*Document segment:*
▽
Like a hero in an open-world game environment, mobile gaming seems forever at a crossroads.
On one hand, business keeps booming. Pokemon Go, HQ Trivia, Candy Crush Saga, Angry Birds, Fortnite for mobile — the list of genuine cultural phenomena, even if only for a time, that have sprung forth from Google Play for Android and Apple’s App Store grows unabated. And global mobile gaming revenue will climb to a staggering $68.5 billion this year. That’s vastly greater than console gaming revenue, which is projected to hit $47.9 billion.
On the other hand, some gamers and developers have lamented for years the industry’s evolution toward so-called “freemium” — games that are free to download and play, but littered with rhythm-killing ads and prompts for in-app purchases, or microtransactions, sometimes cynically built into the gameplay architecture via delays and timers — unless, of course, you pay up.
That divide is even more apparent now, with both Google and Apple recently unveiling monthly subscription platforms in which in-app purchases are either disabled or nonexistent. Whether or not that model, effectively the Netflixization of mobile gaming, sticks is anyone’s guess. What’s certain is that, between AAA dynamos and innovative indies, games designed for your phone or tablet are bigger than ever.
Here are 21 mobile game companies you should know.
Table of Contents
Top Mobile Game Companies to Know
- EA Mobile
- GLU Mobile
- Jam City
- Machine Zone
- Niantic
- Nintendo
- Roblox
- Zynga
Electronic Arts
EA Mobile
Location: Redwood City, Calif.
What it does: Triple-A powerhouse Electronic Arts is famous for its lucrative line of sports games, developed by the studio’s EA Sports division, plus eternal classics like The Sims and Need for Speed. Studio-within-a-studio EA Mobile downsizes those titles for your pocket while also developing standalone offerings for iOS and Android. In addition, it’s home to mobile innovator PopCap Games, which unleashed the tile-match megahit Bejeweled series and the much-loved Plants Vs. Zombies.
Glu Mobile
Glu Mobile
Location: San Francisco
What it does: This long-running, high-profile studio has an impossibly varied gameography, with sporting simulation series like Deer Hunter on one end and a laudably self-aware blockbuster Kim Kardashian vehicle on the other.
△
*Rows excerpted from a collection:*
▽
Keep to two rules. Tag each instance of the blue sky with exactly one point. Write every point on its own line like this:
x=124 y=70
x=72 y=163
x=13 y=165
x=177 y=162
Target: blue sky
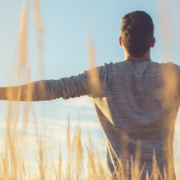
x=66 y=28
△
*Exercise set:*
**1)** List the companies named under "Top Mobile Game Companies to Know" in the mobile gaming article's table of contents.
**2)** Reproduce the excerpted collection rows verbatim, omitting the picture.

*The replies:*
**1)**
- EA Mobile
- GLU Mobile
- Jam City
- Machine Zone
- Niantic
- Nintendo
- Roblox
- Zynga

**2)**
Keep to two rules. Tag each instance of the blue sky with exactly one point. Write every point on its own line like this:
x=124 y=70
x=72 y=163
x=13 y=165
x=177 y=162
Target: blue sky
x=66 y=28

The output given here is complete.